#### Given data ####

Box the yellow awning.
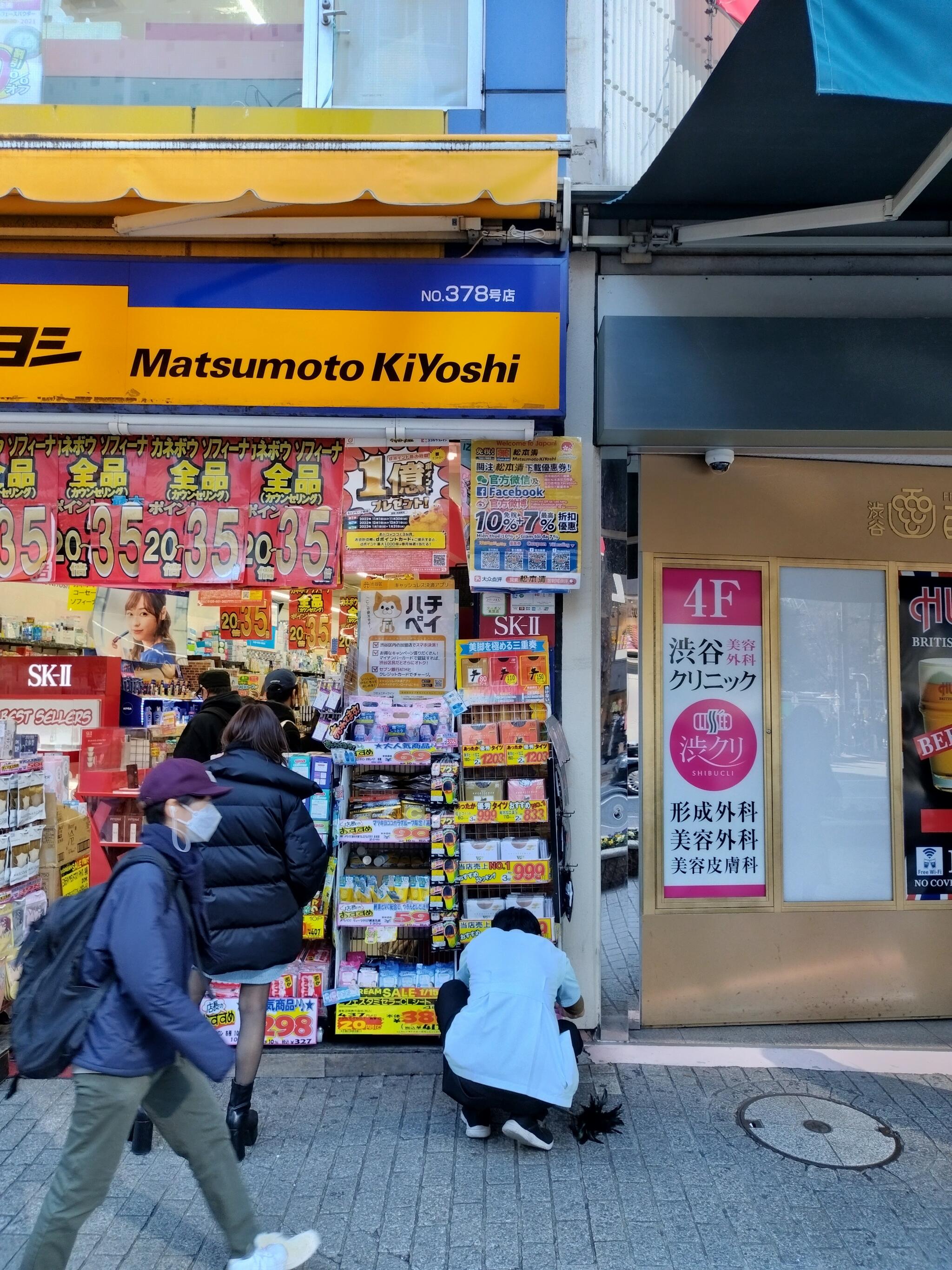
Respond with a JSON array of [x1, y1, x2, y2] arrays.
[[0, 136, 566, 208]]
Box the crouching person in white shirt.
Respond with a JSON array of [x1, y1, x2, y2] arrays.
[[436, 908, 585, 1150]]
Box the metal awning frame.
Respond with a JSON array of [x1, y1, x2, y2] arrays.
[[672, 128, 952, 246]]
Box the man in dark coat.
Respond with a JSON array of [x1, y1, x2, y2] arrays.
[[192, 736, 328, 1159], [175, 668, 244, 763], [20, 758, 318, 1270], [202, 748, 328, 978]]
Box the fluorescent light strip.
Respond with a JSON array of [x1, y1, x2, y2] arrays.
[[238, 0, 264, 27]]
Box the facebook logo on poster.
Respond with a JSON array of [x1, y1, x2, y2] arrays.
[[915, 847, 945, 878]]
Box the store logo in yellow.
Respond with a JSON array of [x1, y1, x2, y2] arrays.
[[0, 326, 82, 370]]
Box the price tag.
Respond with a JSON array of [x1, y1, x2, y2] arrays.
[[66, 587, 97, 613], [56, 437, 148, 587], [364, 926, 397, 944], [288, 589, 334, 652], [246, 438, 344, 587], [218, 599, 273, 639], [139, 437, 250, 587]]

####
#### Given data ####

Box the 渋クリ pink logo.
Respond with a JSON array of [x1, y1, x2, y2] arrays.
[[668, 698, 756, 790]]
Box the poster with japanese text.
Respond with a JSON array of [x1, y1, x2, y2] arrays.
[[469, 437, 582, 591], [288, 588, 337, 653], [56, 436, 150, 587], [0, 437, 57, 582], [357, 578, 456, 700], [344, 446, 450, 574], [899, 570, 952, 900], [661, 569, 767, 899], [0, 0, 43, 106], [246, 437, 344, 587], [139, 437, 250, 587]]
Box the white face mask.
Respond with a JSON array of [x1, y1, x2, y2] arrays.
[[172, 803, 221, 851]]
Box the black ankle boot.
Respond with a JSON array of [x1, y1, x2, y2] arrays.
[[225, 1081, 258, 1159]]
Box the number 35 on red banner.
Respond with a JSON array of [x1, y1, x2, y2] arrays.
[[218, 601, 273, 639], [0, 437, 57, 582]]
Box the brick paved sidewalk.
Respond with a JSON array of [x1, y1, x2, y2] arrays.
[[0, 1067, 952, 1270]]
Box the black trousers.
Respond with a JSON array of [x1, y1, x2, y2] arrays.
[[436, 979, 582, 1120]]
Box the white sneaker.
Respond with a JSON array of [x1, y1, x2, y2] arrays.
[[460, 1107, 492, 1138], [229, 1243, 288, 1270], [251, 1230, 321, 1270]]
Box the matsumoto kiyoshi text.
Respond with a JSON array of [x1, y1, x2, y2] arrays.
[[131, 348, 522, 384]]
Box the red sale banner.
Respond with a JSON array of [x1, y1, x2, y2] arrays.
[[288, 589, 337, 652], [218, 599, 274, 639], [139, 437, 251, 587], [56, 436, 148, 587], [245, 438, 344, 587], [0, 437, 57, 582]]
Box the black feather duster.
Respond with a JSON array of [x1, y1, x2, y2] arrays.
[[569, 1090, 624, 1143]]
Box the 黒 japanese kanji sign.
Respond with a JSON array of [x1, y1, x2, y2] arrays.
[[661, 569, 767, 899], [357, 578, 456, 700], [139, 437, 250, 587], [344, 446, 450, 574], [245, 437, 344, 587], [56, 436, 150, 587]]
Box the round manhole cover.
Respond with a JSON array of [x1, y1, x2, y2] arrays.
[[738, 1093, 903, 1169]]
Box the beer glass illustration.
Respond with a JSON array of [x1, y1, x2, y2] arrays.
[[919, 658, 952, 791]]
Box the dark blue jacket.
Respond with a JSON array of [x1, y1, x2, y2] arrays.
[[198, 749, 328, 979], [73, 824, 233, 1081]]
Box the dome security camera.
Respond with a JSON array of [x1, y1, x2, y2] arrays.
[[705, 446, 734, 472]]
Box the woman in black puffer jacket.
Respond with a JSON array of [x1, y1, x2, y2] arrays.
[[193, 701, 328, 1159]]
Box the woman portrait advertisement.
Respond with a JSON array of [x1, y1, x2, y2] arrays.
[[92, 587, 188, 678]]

####

Pull out every line of the listing above that contains the word "japanese", and copy each one as it appears.

Box the poster with japanese text.
Box the 黒 japanese kanji sign.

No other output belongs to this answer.